##### Supplied material #####

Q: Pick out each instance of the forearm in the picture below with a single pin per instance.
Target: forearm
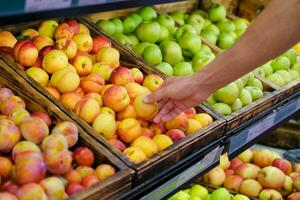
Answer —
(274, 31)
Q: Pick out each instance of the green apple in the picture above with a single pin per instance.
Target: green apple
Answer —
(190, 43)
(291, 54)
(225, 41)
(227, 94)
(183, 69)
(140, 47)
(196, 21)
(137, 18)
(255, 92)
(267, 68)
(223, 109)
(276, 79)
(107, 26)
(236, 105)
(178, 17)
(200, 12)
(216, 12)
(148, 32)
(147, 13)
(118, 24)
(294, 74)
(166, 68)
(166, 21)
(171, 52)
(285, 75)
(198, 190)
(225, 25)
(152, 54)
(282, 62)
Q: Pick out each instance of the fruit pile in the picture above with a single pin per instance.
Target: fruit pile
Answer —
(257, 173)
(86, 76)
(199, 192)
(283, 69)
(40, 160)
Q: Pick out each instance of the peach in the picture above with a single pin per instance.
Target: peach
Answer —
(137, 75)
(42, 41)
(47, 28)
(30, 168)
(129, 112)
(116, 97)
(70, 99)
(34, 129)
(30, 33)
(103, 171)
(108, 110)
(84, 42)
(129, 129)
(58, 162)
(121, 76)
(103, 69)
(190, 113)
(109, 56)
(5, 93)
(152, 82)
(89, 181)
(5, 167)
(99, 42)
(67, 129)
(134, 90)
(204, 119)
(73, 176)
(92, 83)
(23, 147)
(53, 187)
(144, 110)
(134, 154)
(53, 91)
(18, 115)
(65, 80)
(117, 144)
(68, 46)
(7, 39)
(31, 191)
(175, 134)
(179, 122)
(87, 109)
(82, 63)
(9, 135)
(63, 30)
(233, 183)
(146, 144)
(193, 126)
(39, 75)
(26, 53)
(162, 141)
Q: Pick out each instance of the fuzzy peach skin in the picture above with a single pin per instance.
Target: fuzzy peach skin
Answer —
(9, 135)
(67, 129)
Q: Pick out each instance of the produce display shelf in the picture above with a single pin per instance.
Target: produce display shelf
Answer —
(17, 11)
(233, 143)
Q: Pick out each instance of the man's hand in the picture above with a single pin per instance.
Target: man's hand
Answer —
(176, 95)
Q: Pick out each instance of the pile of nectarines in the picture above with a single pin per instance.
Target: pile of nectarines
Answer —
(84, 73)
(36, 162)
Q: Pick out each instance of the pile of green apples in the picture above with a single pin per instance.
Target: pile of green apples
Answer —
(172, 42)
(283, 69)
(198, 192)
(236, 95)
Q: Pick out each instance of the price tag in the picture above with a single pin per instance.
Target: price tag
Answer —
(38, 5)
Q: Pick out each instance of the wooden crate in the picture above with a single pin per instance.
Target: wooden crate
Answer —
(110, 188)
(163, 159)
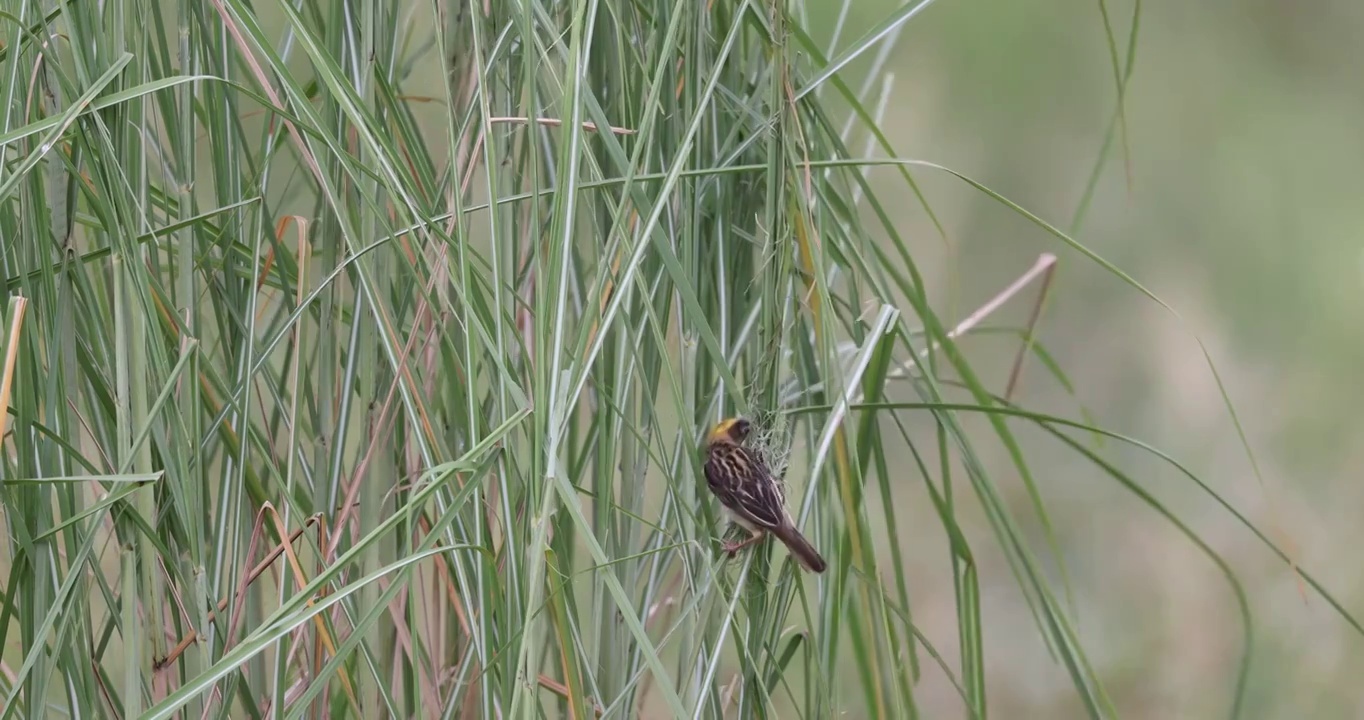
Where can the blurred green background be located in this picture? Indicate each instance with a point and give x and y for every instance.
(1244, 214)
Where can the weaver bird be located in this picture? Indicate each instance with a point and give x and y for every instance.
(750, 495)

#####

▶ [Problem details]:
In the reply, each line of the data must appear exactly as written, and no picture may appear.

▶ [Written reply]:
Q: Pick out each instance of the forearm in the picture below with a single pin per instance.
Target: forearm
Answer —
(274, 31)
Q: Pick out each instance of the green apple in the picture above with a single pin per instance.
Target: green apple
Answer —
(190, 43)
(291, 54)
(225, 41)
(227, 94)
(183, 69)
(140, 47)
(196, 21)
(137, 18)
(255, 92)
(267, 68)
(223, 109)
(276, 79)
(107, 26)
(236, 105)
(178, 17)
(200, 12)
(216, 12)
(148, 32)
(147, 13)
(118, 24)
(294, 74)
(166, 68)
(166, 21)
(171, 52)
(285, 75)
(198, 190)
(225, 25)
(152, 54)
(282, 62)
Q: Pick out each instance of the fruit pile in the picture above with a single pin per instance.
Target: fruit pile
Answer —
(257, 173)
(86, 76)
(199, 192)
(283, 69)
(40, 160)
Q: Pick out each instance of the peach in the picture above with a single pin per instance.
Target: peach
Answer —
(137, 75)
(42, 41)
(47, 28)
(30, 168)
(129, 112)
(116, 97)
(70, 99)
(34, 129)
(30, 33)
(103, 171)
(108, 110)
(84, 42)
(129, 129)
(58, 162)
(121, 76)
(103, 69)
(190, 113)
(109, 56)
(5, 93)
(152, 82)
(89, 181)
(5, 167)
(99, 42)
(67, 129)
(134, 90)
(204, 119)
(73, 176)
(92, 83)
(23, 147)
(53, 187)
(144, 110)
(134, 154)
(53, 91)
(18, 115)
(65, 80)
(117, 144)
(68, 46)
(7, 39)
(31, 191)
(175, 134)
(179, 122)
(87, 109)
(82, 63)
(9, 135)
(63, 30)
(233, 183)
(146, 144)
(193, 126)
(39, 75)
(26, 53)
(162, 141)
Q: Pick out each instance of the fuzzy peach skin in the picture above with a single pin per instance.
Target: fuzzy peach skin
Answer —
(9, 135)
(67, 129)
Q: Pick out each instance of the produce display shelf in the picture above with a single pin per instance.
Target: produce display shelf
Answer —
(17, 11)
(233, 143)
Q: Pick out each instance of the man's hand in the picture above with a single pin per instance.
Target: man's hand
Answer —
(176, 95)
Q: Pick out each instance of the pile of nectarines in the picture above with a single pin per instance.
Target: pile of nectarines
Answer —
(84, 73)
(36, 162)
Q: Pick out each instance of the pile of green apples in the picture above with a single pin per instance.
Target: pile of green apples
Answer —
(172, 42)
(283, 69)
(198, 192)
(236, 95)
Q: Pick out each instance of the price tag in the picture above with a single pin per instance.
Target: price tag
Answer —
(38, 5)
Q: Pick out each instance of the wooden crate in the picture above with a single pin per instance.
Target: wooden crate
Answer —
(110, 188)
(163, 159)
Where can the blurred green background be located in this picture? Indicate each instance with a point and give x and y for every instance.
(1244, 214)
Where can the weaver bird be located in this picture? Indicate each instance with a point and give x and y for every instance.
(750, 495)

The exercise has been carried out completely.